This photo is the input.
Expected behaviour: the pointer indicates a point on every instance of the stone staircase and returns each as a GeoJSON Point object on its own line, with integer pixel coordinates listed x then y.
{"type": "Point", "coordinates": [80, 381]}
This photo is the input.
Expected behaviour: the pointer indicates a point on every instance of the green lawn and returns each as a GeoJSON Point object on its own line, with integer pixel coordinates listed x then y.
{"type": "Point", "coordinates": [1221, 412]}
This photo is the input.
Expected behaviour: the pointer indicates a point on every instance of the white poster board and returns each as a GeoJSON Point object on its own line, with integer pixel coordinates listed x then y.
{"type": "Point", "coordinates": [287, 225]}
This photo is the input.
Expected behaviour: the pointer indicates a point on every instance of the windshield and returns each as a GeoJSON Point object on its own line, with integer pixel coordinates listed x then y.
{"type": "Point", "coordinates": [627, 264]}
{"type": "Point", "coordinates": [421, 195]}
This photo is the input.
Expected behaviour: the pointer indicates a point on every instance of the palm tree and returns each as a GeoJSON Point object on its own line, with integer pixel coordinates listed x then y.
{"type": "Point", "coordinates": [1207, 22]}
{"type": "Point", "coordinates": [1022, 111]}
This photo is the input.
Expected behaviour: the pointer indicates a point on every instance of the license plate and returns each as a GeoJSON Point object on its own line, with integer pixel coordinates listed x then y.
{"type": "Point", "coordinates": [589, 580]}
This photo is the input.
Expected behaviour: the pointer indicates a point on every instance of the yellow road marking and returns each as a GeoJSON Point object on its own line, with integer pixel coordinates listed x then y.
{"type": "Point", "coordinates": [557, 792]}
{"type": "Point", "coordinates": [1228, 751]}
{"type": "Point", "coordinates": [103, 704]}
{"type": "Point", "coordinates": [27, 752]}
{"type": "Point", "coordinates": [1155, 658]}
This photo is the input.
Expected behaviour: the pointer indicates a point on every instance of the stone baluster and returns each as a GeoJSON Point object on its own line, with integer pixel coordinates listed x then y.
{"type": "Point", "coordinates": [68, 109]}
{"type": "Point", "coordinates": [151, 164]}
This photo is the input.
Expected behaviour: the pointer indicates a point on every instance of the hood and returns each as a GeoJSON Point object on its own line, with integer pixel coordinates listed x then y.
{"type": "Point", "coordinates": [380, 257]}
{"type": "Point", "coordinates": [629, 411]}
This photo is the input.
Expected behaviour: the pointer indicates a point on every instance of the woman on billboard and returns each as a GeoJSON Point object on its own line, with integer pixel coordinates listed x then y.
————————
## [Exercise task]
Copy out every row above word for word, without changing anything.

## [Worked answer]
This photo is the input.
Expected behaviour: the pointer indicates a point on every instance of the stone staircase and returns each as a GeoJSON Point object on its own line, with integer pixel coordinates listed x then y.
{"type": "Point", "coordinates": [80, 381]}
This photo is the input.
Expected behaviour: the pointer indicates a point on every instance of the green lawn and returns each as a GeoJSON Point object on its own line, with integer pixel coordinates listed x then y.
{"type": "Point", "coordinates": [1221, 412]}
This photo is the input.
Expected behaviour: the pointer indicates a point on every instance of the white poster board and returns each as a GeoJSON Point object on its own line, with integer pixel coordinates listed x then y.
{"type": "Point", "coordinates": [287, 225]}
This photo is the input.
Expected behaviour: the pointer indicates a point on every instance of the windshield and returns each as a GeoJSON Point object on its own line, with integer pixel coordinates listed x then y.
{"type": "Point", "coordinates": [627, 264]}
{"type": "Point", "coordinates": [421, 195]}
This photo is the input.
Expected behaviour: the pointer indicates a point on every instance of the palm tree and returns each as a GeoJSON Point object on its own line, with integer pixel coordinates listed x then y.
{"type": "Point", "coordinates": [1207, 22]}
{"type": "Point", "coordinates": [1022, 111]}
This photo is the input.
Expected behaviour: the pointer indicates a point on every instance of the license plate and returns each as a GeoJSON Point object on its own line, with integer pixel coordinates listed x then y.
{"type": "Point", "coordinates": [589, 580]}
This photo is the input.
Expected behaviour: the pointer indicates a point on every instance of the yellow road marking and returns each as a GeoJSON Point object on its own line, with integer pixel coordinates listed x then y.
{"type": "Point", "coordinates": [557, 792]}
{"type": "Point", "coordinates": [1228, 751]}
{"type": "Point", "coordinates": [103, 704]}
{"type": "Point", "coordinates": [27, 752]}
{"type": "Point", "coordinates": [1155, 658]}
This photo is the input.
Expected behaviour: the pointer indicates a point on every instance of the stone baluster and returns each as a GeoJSON Point object on its own line, with integer pixel coordinates listed x then y.
{"type": "Point", "coordinates": [68, 109]}
{"type": "Point", "coordinates": [151, 164]}
This photo is the input.
Expected behaviour: the pointer indicates a point on every instance of the hood and returns each as a GeoJSON Point object on its own line, with integer pixel coordinates listed x then y.
{"type": "Point", "coordinates": [380, 257]}
{"type": "Point", "coordinates": [629, 411]}
This photo is the input.
Expected behaviour: the pointer indicates a point on every instance of the woman on billboard and returns each as a GeoJSON Point object on its own line, with integer pixel coordinates listed x then y.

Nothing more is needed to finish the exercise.